The mobile application needed to communicate with the store’s inventory management system, with a CRM system (to access my profile, preferences and buying history), with Apple Pay or Android Pay to access my payment credentials, and with a payment processor to authorize & process payment. The point-of-sale (POS) system in the coffee shop needed to be able to accept my on-line/eCommerce order and pass it to the barista's queue as it would a regular in-store purchase. The POS needed access to my stored (tokenized) payment credentials, in case I wanted to add some banana bread at the last minute while picking up the coffee.


As if this all wasn’t enough, the systems behind the transaction needed my customer details to print out a personalized label that could be used to identify me when I came in to claim my coffee. Trials are already underway with smarter payment systems that pull up a customer’s photo as they walk into the store so that a savvy barista can greet their customer by name and perhaps even wish them a Happy Birthday.


Whether too much personalization starts to feel creepy is up for debate, but months of development work and cross-functional teaming no doubt went into this delicate ballet.  Do I appreciate the effort? I haven’t really thought much about it to be honest. I just want my coffee to be ready when I walk in the door. If this shop can't do that, odds are I’ll just find a competitor who can.
= = =
■ SET PROBLEM A
According to the text on mobile coffee ordering, what was the personalized label for?
■ SET PROBLEM B
Extend the text on mobile coffee ordering, picking up right after its final sentence.
The material has no connection to the text on mobile coffee ordering.

■ SUPPLIED DATA
= = =
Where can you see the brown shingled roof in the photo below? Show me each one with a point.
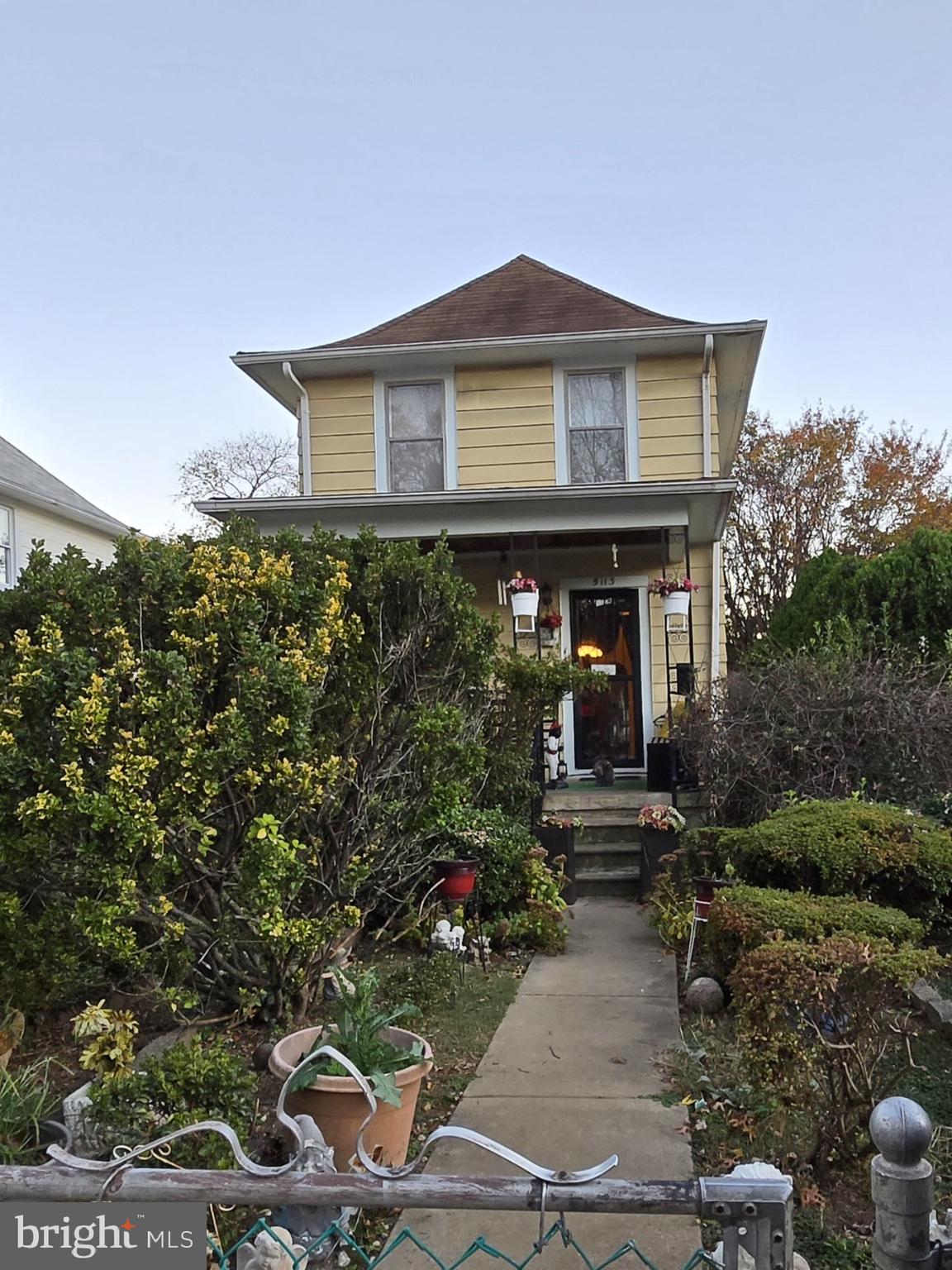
= = =
■ EXPECTED ANSWER A
It was used to identify the writer on arriving to claim the coffee.

■ EXPECTED ANSWER B
The lessons for developers & merchants:

Customers may not be familiar with (or care) about things like Tokenization, BLE or Beacons, but they certainly care about convenience, security and good service. Consumers want the buying experience to be simple and seamless. Providing this type of consistent, convenient buying experience requires a high degree of integration between traditionally discrete, channel-specific technologies that merchants have been using for years. The omnicommerce “first movers”, backed by talented IT shops and developers, have set the bar high indeed. Customers might not care about omnichannel, but they certainly know convenience when they see it and are voting with their (increasingly digital) wallets.


Developers have a crucial role to play in engineering customer experiences that are as satisfying as the coffee itself!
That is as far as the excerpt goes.